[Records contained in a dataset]
════════════════════

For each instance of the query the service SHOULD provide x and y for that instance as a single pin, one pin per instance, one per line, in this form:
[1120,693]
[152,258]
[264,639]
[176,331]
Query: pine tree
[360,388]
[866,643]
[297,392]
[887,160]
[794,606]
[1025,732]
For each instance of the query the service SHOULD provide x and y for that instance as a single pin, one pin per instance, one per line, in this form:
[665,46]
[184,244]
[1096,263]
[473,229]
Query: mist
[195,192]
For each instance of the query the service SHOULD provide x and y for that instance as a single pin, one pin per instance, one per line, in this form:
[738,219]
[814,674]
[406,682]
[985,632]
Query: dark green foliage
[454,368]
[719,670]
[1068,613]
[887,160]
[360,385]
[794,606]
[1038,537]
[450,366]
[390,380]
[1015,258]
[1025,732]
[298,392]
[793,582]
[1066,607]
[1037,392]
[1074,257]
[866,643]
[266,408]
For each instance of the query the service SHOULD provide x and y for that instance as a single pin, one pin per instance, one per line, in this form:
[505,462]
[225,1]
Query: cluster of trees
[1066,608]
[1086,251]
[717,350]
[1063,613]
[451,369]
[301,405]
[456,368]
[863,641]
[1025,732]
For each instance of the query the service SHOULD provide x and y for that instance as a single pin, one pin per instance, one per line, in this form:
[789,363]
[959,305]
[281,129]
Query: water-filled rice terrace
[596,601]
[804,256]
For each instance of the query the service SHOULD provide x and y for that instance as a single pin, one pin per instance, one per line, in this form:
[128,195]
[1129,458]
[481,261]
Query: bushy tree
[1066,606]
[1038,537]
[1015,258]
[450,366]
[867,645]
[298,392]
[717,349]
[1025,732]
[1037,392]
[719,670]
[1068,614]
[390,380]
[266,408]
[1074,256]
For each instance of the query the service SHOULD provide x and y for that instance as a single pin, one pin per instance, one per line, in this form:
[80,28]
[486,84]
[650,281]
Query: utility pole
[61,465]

════════════════════

* _TASK REQUIREMENTS_
The result consists of the line with "Query: cluster of trees" through the last line of the entries above, repeated exactly and with nothing else.

* _ANSWER TO THIS EXERCISE_
Query: cluster of trees
[1066,608]
[1086,251]
[717,350]
[1063,613]
[451,369]
[301,405]
[456,368]
[863,641]
[1025,732]
For each instance of the query the service SHOULD provide x and y for that instance as a single pin, one pin per instance, one per line, in this form:
[789,363]
[959,305]
[281,129]
Query: water-filled rice terrace
[596,601]
[804,256]
For each instance of the query the service SHOULD provide x and y for that instance as a single pin, one pin per instance, one per line, in this form:
[128,195]
[1129,458]
[481,261]
Query: bushy tree
[1066,606]
[1038,537]
[1015,258]
[450,366]
[867,645]
[298,392]
[717,349]
[1025,732]
[1037,392]
[719,670]
[1068,614]
[390,380]
[266,408]
[1074,256]
For each instance of the query the service SHOULD provide x and y for that instance as a single pin, one pin per instance, one per line, in this form:
[80,28]
[486,84]
[650,281]
Query: utility pole
[61,465]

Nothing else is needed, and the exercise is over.